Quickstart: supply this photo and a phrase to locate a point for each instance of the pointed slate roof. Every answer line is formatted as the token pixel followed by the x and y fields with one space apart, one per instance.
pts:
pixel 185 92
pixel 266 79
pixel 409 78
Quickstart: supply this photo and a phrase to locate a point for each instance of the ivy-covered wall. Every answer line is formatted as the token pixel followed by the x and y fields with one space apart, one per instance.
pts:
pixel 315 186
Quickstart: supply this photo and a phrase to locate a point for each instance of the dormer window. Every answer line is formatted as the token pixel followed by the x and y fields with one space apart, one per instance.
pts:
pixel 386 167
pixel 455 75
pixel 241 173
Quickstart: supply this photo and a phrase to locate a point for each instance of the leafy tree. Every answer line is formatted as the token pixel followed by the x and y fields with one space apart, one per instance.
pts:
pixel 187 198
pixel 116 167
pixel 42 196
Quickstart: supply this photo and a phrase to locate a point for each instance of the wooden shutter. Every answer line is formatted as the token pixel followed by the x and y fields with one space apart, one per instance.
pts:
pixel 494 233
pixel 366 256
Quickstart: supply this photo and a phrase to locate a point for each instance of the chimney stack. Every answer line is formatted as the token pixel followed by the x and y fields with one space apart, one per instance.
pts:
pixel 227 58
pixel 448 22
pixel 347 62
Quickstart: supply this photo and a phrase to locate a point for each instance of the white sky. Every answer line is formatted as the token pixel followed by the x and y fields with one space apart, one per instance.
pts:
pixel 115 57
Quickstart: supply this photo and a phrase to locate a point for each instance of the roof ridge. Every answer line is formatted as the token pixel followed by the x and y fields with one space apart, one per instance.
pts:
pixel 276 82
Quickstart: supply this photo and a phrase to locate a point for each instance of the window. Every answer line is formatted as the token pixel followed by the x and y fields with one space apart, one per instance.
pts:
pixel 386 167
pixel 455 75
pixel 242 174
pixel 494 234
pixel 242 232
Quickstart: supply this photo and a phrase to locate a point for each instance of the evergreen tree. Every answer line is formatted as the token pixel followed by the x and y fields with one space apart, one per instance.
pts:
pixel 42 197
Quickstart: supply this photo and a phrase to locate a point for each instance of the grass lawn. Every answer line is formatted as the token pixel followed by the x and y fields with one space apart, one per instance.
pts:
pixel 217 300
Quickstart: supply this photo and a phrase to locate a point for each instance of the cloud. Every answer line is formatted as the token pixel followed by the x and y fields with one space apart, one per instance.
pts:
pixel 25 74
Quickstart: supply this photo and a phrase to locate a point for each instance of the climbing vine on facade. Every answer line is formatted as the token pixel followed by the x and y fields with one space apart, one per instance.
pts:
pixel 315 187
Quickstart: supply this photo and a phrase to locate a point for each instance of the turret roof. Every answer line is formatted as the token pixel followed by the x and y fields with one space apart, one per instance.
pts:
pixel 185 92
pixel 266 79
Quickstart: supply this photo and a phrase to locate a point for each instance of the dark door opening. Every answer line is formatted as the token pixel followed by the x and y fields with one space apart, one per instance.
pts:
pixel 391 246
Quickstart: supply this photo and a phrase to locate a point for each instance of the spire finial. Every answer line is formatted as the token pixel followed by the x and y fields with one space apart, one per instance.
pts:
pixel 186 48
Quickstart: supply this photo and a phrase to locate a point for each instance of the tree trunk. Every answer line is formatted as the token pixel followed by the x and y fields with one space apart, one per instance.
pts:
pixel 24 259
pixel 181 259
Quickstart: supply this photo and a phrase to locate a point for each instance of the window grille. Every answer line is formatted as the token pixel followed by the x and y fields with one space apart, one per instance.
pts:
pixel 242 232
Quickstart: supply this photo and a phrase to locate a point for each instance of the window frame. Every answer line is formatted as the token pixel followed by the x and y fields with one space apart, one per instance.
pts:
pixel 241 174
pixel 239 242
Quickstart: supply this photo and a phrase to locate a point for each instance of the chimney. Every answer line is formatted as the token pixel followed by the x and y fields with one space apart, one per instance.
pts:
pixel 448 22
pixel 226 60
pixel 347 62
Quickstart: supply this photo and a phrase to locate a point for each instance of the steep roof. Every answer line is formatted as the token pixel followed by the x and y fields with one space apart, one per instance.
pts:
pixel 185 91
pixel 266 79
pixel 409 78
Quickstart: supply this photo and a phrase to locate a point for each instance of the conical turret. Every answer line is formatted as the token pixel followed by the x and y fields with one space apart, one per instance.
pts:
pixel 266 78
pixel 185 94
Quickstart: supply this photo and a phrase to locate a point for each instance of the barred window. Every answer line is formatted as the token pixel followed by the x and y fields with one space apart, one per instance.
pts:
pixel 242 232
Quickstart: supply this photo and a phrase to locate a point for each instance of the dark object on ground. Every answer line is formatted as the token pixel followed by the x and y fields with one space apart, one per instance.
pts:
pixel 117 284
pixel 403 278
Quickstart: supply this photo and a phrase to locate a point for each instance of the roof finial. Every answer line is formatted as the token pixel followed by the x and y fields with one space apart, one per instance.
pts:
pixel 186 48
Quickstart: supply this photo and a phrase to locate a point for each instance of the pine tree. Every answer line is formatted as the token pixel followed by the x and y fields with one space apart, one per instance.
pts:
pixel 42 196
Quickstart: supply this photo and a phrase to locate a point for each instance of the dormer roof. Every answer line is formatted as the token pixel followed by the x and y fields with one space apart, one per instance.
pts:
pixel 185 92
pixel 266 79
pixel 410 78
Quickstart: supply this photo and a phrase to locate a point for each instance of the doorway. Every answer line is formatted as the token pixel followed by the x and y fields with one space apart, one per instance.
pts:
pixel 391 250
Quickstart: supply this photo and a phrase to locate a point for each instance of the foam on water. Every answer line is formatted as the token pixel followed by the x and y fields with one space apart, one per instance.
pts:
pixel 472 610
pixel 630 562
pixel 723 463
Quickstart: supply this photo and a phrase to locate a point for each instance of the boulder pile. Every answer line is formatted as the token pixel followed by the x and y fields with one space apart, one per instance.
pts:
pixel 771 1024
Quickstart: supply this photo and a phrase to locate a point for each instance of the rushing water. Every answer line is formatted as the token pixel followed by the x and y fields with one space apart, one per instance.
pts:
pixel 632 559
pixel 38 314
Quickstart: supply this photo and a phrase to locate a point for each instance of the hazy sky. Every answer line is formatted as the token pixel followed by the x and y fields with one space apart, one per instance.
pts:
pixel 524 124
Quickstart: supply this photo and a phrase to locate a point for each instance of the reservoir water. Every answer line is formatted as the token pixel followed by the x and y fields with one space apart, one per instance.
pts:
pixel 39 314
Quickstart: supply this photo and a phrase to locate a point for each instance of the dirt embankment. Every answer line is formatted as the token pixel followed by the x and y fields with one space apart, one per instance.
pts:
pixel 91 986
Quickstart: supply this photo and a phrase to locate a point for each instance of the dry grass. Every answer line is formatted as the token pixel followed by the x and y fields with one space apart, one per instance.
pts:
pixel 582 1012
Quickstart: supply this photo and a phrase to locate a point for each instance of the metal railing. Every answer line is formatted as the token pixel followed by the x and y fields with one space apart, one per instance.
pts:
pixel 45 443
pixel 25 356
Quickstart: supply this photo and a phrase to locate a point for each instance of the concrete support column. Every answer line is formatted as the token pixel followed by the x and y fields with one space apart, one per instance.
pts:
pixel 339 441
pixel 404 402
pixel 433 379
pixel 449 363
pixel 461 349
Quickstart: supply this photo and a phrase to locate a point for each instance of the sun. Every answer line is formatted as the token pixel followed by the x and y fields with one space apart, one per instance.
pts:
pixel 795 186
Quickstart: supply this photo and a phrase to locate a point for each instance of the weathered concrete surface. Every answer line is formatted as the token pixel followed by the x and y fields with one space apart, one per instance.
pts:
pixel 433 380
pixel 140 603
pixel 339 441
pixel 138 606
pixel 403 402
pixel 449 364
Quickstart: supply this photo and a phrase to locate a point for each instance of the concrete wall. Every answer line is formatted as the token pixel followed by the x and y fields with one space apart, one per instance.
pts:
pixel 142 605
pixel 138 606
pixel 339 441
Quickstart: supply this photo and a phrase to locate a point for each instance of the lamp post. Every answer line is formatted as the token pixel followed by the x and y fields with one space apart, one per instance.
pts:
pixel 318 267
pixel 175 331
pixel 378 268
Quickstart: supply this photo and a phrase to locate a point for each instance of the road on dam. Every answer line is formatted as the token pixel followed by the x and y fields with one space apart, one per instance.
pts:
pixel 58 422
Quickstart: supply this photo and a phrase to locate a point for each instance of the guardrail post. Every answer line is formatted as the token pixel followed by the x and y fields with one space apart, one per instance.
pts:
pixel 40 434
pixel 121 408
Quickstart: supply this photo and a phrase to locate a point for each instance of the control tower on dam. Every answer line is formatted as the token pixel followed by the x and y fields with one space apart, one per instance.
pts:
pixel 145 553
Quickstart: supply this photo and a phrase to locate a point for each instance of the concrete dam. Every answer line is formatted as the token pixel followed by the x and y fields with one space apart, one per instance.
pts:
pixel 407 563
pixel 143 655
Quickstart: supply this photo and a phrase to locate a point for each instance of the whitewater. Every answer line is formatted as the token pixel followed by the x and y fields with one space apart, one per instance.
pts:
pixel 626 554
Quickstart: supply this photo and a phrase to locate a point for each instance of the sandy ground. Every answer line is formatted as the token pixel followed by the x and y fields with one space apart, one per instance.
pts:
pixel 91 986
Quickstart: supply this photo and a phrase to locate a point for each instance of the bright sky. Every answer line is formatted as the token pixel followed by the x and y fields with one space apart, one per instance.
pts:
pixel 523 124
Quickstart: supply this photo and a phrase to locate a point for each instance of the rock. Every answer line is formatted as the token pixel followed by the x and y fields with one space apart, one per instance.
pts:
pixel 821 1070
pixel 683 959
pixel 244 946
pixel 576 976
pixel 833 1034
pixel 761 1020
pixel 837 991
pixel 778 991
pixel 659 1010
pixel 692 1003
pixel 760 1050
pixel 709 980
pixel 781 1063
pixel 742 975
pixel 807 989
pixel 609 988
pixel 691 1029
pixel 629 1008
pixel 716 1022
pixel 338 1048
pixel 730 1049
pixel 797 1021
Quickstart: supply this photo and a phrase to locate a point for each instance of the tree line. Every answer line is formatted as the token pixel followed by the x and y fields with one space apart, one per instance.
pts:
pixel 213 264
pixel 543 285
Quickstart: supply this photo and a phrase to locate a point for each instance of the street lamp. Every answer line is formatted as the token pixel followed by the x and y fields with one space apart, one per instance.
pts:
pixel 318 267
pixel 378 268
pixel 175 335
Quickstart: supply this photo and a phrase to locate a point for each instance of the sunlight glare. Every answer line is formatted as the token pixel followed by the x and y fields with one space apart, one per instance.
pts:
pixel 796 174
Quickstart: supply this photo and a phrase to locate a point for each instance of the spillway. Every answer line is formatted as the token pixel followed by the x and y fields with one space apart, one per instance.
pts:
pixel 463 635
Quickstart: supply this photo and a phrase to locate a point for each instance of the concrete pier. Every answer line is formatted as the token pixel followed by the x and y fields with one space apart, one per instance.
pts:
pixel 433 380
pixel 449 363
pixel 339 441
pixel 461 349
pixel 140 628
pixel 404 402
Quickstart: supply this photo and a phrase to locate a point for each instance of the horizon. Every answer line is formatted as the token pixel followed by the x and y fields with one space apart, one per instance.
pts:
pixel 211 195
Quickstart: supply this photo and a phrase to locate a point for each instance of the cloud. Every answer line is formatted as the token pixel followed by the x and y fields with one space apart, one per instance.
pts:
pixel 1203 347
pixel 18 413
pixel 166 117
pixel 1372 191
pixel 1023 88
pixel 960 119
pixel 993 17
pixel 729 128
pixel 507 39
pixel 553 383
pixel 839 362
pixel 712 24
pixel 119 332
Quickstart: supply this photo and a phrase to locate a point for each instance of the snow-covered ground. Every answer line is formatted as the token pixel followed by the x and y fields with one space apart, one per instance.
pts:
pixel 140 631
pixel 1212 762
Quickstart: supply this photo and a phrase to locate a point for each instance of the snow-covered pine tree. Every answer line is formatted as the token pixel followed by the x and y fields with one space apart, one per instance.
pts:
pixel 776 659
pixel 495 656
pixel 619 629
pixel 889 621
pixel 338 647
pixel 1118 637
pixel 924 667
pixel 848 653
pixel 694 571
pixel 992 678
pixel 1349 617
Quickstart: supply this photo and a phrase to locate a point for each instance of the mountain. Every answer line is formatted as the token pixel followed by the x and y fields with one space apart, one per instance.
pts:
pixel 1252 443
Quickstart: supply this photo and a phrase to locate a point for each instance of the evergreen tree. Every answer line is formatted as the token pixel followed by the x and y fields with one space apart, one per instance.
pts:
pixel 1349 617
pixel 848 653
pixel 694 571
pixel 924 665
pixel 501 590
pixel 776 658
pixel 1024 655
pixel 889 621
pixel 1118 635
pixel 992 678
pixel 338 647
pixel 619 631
━━━━━━━━━━━━━━━━
_Directive:_ Put the lines of the listing into a Markdown table with the columns Row and Line, starting with the line with "of the window." and going on through the line with "pixel 42 197". Give each line a row number and leave out any blank lines.

_Response to the task:_
| Row | Line |
|---|---|
| 1 | Quickstart: supply this photo and a phrase to locate a point for each instance of the window. Every answer line is formatted as the token pixel followed by the x and y fields with one space apart, one per instance. |
| 2 | pts: |
| 3 | pixel 386 167 |
| 4 | pixel 455 75 |
| 5 | pixel 242 174 |
| 6 | pixel 494 234 |
| 7 | pixel 242 232 |
| 8 | Quickstart: supply this photo and a phrase to locate a point for each instance of the evergreen tree. Every answer line is formatted as the token pixel followed by the x and y fields with one space apart, one per instance. |
| 9 | pts: |
| 10 | pixel 42 197 |